=== Work to complete ===
The lines from the first line of the entries through the line containing "# indicate one point per instance of the steel" are to be repeated exactly, with both of those lines included.

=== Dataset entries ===
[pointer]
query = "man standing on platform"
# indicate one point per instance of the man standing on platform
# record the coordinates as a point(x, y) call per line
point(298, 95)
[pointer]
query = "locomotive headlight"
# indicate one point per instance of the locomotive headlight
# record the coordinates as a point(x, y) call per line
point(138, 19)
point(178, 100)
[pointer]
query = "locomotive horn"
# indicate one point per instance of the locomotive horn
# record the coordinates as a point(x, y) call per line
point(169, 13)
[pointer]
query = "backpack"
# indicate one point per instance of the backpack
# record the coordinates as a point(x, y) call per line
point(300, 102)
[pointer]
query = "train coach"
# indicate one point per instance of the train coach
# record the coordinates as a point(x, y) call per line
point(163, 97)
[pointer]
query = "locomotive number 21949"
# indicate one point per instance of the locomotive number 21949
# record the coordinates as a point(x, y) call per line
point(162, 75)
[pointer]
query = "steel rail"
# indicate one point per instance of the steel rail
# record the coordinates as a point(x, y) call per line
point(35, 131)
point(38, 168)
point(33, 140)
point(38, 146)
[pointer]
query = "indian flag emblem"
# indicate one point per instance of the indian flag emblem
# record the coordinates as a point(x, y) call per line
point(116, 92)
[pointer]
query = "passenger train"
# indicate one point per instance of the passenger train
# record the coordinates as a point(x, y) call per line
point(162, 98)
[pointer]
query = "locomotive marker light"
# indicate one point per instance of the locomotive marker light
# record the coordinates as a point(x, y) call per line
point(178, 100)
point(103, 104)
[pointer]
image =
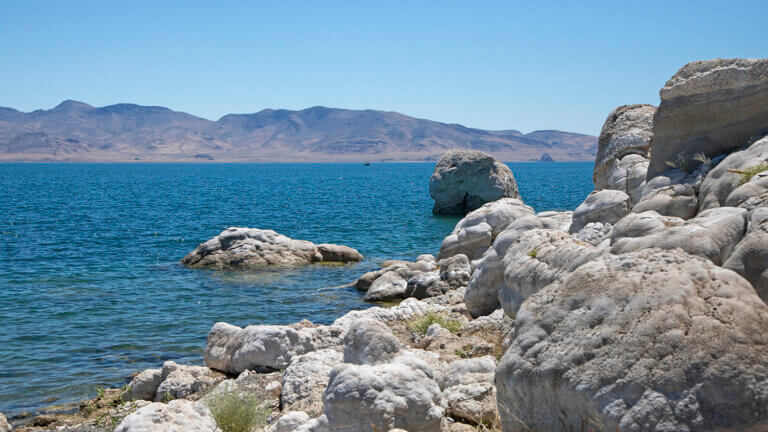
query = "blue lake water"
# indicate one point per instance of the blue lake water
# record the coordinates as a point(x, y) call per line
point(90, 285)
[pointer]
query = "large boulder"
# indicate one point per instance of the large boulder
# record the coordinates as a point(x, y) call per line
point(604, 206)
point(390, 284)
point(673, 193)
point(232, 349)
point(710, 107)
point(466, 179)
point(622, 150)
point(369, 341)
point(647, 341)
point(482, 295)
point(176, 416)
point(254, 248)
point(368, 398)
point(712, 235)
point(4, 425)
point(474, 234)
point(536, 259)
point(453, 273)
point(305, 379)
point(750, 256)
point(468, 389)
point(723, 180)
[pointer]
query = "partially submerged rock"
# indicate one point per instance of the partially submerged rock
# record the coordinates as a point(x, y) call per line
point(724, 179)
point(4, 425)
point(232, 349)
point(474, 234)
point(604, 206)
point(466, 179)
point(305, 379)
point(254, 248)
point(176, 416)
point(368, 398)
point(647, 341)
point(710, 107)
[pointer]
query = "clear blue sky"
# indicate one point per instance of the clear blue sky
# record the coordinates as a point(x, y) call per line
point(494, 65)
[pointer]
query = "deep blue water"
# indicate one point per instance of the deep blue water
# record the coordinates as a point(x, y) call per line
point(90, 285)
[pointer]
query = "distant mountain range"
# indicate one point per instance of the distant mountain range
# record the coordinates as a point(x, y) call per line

=== Solved exercise ===
[pointer]
query = "man standing on platform"
# indicate one point per instance of the man standing on platform
# record the coordinates as a point(x, y) call per line
point(298, 95)
[pointer]
query = "locomotive headlight"
# indicate one point per instance of the locomotive headlight
# record the coordinates as a point(x, y) call per line
point(138, 19)
point(178, 100)
[pointer]
query = "locomotive horn"
# indicate one point per instance of the locomotive horn
# record the coordinates as a point(x, y) call per line
point(169, 13)
[pointer]
query = "backpack"
# indicate one point per instance of the backpack
# record the coordinates as a point(x, y) call per line
point(300, 102)
[pointer]
query = "train coach"
# indicate one point per instance of the train coach
# record the coordinates as a point(x, y) call per line
point(163, 97)
[pointer]
query = "locomotive number 21949"
# indicate one point per instance of the locomotive number 21949
# record the coordinates as a point(x, y) call per line
point(162, 75)
[pointer]
query = "steel rail"
# indicate one point per instance of the steel rail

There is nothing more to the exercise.